▸ What to work on
Report every line in the material below that contains the word "edges".

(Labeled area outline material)
** BEGIN **
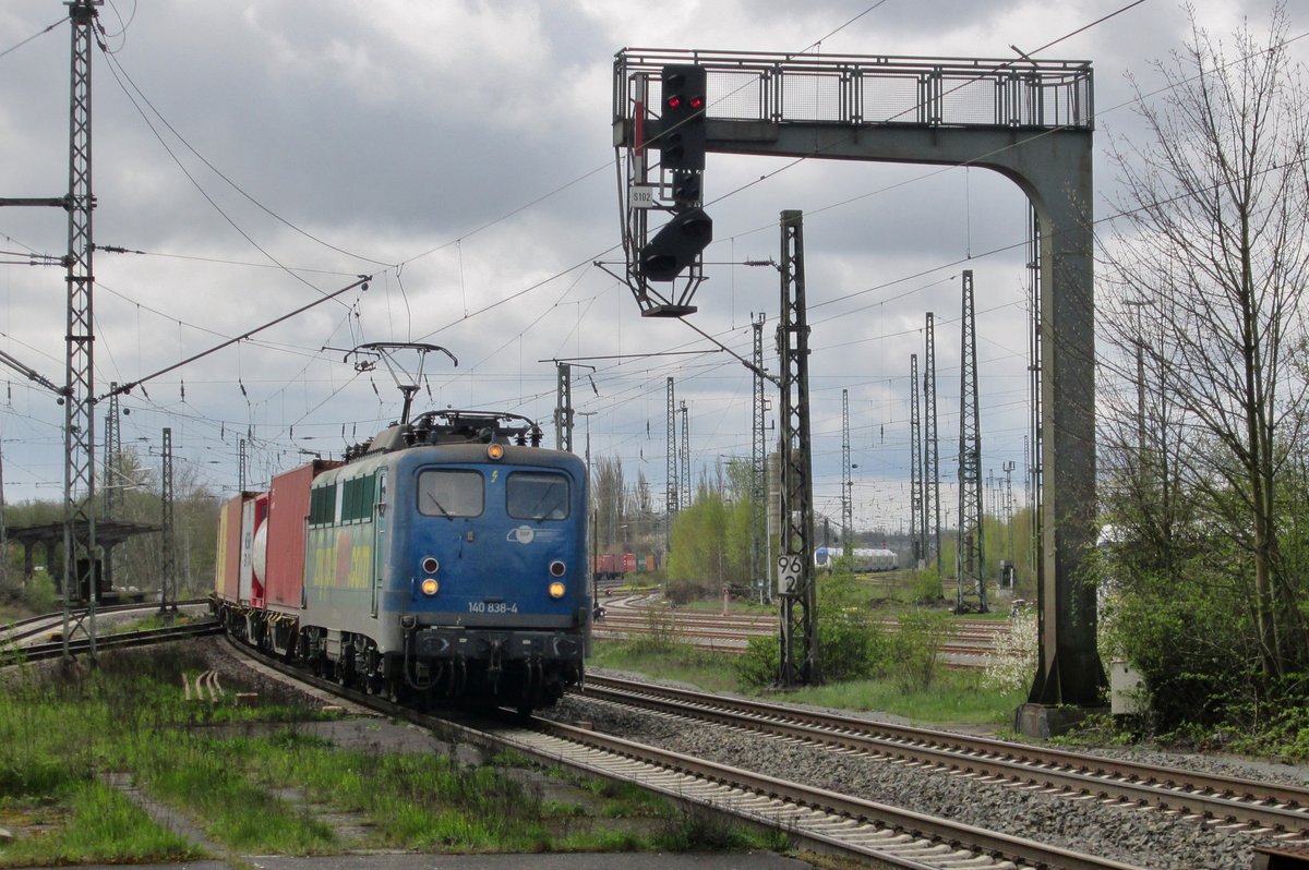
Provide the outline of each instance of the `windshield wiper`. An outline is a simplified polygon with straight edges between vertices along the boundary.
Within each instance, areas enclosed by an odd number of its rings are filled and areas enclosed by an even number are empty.
[[[454,517],[452,517],[450,512],[445,509],[445,505],[441,504],[441,501],[436,497],[435,492],[427,493],[427,500],[431,501],[433,505],[436,505],[436,509],[441,512],[442,517],[445,517],[450,522],[454,522]]]

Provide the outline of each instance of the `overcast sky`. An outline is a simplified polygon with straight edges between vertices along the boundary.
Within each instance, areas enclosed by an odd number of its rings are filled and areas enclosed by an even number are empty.
[[[394,419],[399,392],[343,349],[427,341],[425,407],[508,409],[554,445],[552,360],[589,360],[573,386],[575,449],[622,458],[662,501],[665,383],[686,400],[692,466],[750,454],[751,375],[679,322],[643,319],[593,260],[619,243],[611,145],[614,54],[623,47],[1089,60],[1096,76],[1096,209],[1113,212],[1109,137],[1136,131],[1131,89],[1182,47],[1172,0],[107,0],[93,61],[97,395],[353,283],[367,293],[260,332],[122,399],[122,442],[224,496],[304,461],[339,455]],[[1266,0],[1195,4],[1217,35],[1267,29]],[[0,8],[0,196],[68,190],[69,31],[60,0]],[[1289,9],[1289,35],[1309,8]],[[51,25],[54,25],[51,27]],[[47,33],[42,33],[51,27]],[[41,35],[37,35],[41,34]],[[33,38],[35,37],[35,38]],[[816,46],[816,43],[818,43]],[[1301,46],[1302,43],[1297,43]],[[1304,56],[1297,48],[1297,55]],[[706,199],[791,161],[711,154]],[[907,529],[910,355],[936,315],[941,474],[956,478],[959,273],[977,287],[983,474],[1017,467],[1028,433],[1026,201],[986,170],[802,161],[712,208],[709,280],[690,319],[749,356],[764,314],[776,372],[778,215],[805,212],[816,498],[840,517],[842,390],[848,390],[856,527]],[[0,349],[64,382],[59,209],[0,209]],[[1000,251],[992,254],[991,251]],[[970,260],[971,258],[971,260]],[[325,349],[326,348],[326,349]],[[706,351],[689,355],[687,351]],[[662,356],[657,356],[662,355]],[[59,500],[63,409],[0,369],[5,500]],[[105,403],[97,413],[103,444]],[[772,417],[775,415],[770,415]],[[98,451],[98,450],[97,450]],[[954,489],[942,491],[953,508]]]

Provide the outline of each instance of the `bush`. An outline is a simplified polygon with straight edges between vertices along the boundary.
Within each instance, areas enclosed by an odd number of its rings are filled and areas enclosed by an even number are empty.
[[[742,686],[763,688],[776,682],[780,657],[776,635],[757,635],[746,642],[745,654],[732,661],[732,670]]]
[[[888,665],[902,692],[931,688],[941,665],[941,646],[953,633],[948,611],[916,607],[899,615],[899,631],[889,637]]]

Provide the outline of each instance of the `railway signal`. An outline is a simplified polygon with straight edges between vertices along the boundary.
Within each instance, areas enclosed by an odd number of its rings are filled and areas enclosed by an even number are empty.
[[[704,169],[707,78],[704,67],[695,64],[668,64],[661,71],[664,111],[658,145],[664,169]]]
[[[712,241],[713,221],[703,208],[679,212],[641,250],[641,275],[648,281],[672,281]]]

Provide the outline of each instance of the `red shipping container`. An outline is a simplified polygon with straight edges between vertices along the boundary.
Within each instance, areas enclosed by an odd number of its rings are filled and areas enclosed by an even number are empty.
[[[309,484],[338,462],[315,459],[272,479],[264,551],[264,599],[268,610],[300,611],[305,589],[305,536],[309,530]]]

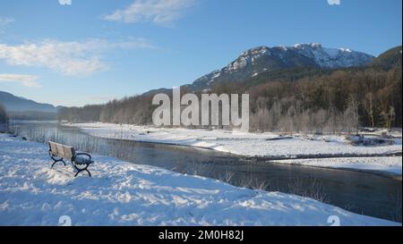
** END **
▸ Result below
Provide the outline of each instance of the `windshield wiper`. An outline is a simplified polygon with straight edges between vertices along the boundary.
Provide the outline of each instance of the `overcast sky`. An outline is a simplified polygon with straight edges between vertices along the boundary.
Provide the outline of each instance of the `bush`. An outline is a simplified polygon with straight edges between vertices along the boundary.
Provide the outline of each instance of the `railway signal`. An outline is a simplified polygon with straight edges between vertices along the boundary.
Provide the outline of each instance of the `red shipping container`. An outline is a simplified polygon with straight edges between vertices along the boundary.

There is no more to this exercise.